#### [Try it]
Would you please output the lines from the one holding "bird's foot, each" to the end of the entries, exactly and with no others?
Record excerpts START
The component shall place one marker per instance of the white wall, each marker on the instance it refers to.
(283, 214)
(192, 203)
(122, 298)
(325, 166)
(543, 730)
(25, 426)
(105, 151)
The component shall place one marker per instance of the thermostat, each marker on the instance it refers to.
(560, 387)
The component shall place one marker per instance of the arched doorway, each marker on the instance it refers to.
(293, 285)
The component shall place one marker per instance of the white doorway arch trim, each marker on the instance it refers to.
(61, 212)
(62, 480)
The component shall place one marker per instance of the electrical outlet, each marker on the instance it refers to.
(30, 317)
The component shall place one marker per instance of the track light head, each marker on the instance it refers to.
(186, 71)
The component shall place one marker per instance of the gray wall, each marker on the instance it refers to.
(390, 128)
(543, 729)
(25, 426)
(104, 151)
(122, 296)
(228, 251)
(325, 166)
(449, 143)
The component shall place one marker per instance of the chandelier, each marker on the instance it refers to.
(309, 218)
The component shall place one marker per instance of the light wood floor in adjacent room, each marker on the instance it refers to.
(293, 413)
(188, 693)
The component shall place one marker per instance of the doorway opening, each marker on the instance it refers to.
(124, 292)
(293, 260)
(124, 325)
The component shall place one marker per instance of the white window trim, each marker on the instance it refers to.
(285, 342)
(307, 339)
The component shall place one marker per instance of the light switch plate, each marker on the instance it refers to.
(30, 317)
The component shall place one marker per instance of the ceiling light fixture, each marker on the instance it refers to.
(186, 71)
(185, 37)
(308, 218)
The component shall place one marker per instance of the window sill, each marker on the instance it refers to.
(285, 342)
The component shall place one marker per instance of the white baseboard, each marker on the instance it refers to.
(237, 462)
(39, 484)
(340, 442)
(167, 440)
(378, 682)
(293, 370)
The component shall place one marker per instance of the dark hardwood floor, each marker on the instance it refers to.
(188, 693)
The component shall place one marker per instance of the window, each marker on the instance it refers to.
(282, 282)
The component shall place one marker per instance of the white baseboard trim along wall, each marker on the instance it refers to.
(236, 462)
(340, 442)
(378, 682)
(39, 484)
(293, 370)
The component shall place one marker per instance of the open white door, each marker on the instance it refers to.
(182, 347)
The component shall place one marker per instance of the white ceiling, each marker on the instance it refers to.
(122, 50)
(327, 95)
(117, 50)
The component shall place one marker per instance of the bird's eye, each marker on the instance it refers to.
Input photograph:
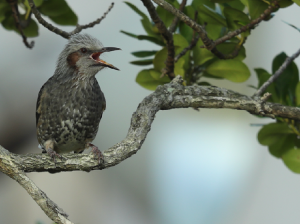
(83, 50)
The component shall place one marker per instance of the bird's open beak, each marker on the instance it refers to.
(95, 57)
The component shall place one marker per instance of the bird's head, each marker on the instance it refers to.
(81, 56)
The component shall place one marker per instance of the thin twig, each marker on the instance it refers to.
(15, 12)
(169, 69)
(250, 25)
(284, 65)
(60, 32)
(195, 26)
(92, 24)
(192, 44)
(176, 19)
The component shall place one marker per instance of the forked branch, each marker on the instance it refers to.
(60, 32)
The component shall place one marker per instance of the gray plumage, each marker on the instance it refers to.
(70, 104)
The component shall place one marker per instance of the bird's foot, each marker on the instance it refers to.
(54, 155)
(96, 152)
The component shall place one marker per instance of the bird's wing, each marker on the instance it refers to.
(38, 105)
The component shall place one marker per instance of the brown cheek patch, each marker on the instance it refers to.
(72, 59)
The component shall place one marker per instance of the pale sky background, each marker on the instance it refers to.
(194, 168)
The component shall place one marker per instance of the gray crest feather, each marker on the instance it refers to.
(76, 42)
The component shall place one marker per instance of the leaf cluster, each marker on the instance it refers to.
(218, 17)
(282, 137)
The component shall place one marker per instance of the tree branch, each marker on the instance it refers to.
(176, 19)
(169, 70)
(60, 32)
(284, 65)
(208, 43)
(250, 25)
(192, 44)
(15, 171)
(169, 96)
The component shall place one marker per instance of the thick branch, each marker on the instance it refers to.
(15, 171)
(169, 70)
(166, 97)
(169, 96)
(60, 32)
(284, 65)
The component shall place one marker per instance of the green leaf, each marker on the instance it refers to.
(256, 8)
(208, 3)
(297, 93)
(159, 59)
(148, 27)
(204, 84)
(36, 2)
(205, 74)
(283, 144)
(157, 76)
(235, 18)
(291, 159)
(32, 29)
(233, 70)
(54, 8)
(201, 55)
(236, 4)
(285, 3)
(67, 19)
(297, 2)
(209, 16)
(146, 80)
(186, 31)
(9, 23)
(165, 16)
(229, 47)
(180, 41)
(292, 25)
(142, 62)
(144, 37)
(143, 54)
(4, 8)
(178, 68)
(278, 136)
(285, 84)
(213, 31)
(221, 1)
(134, 8)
Record excerpts END
#### [Worked solution]
The component shall place one marker per instance of the bird's foot, each marker on the instance it refers to.
(54, 155)
(96, 152)
The component shall place one marker per instance of the bird's wing, each marker on the instance it refers to.
(38, 105)
The component shall place one marker per instance of the brown cheek patch, each marker on the instance it refers to.
(72, 59)
The component shall place one marker per instance of the pale sky background, each marker on the instance it refers to.
(194, 168)
The component shall place one marker per instance of the gray crest feather, each marker on the instance it refers to.
(76, 42)
The component shall place one marker per instance of the leaf cluster, each marker on the instance it refers to.
(218, 17)
(282, 137)
The component shall place one marker per instance of the tree branch, each marker on the instance it refers to.
(176, 19)
(169, 70)
(60, 32)
(284, 65)
(208, 43)
(250, 25)
(192, 44)
(15, 171)
(169, 96)
The component shall place one marker per instance of the thick branch, each marker on the instance it refers to.
(15, 171)
(169, 70)
(166, 97)
(169, 96)
(60, 32)
(284, 65)
The component shall place one marker per instance of the green leaf, each marker on the instance it refers to.
(256, 8)
(208, 3)
(297, 93)
(159, 59)
(148, 27)
(204, 84)
(36, 2)
(205, 74)
(283, 144)
(157, 76)
(235, 18)
(291, 159)
(32, 29)
(233, 70)
(54, 8)
(201, 55)
(236, 4)
(285, 3)
(67, 19)
(297, 2)
(209, 16)
(146, 80)
(186, 31)
(9, 23)
(165, 16)
(229, 47)
(180, 41)
(292, 25)
(142, 62)
(144, 37)
(143, 54)
(4, 8)
(178, 68)
(278, 136)
(285, 84)
(213, 31)
(221, 1)
(134, 8)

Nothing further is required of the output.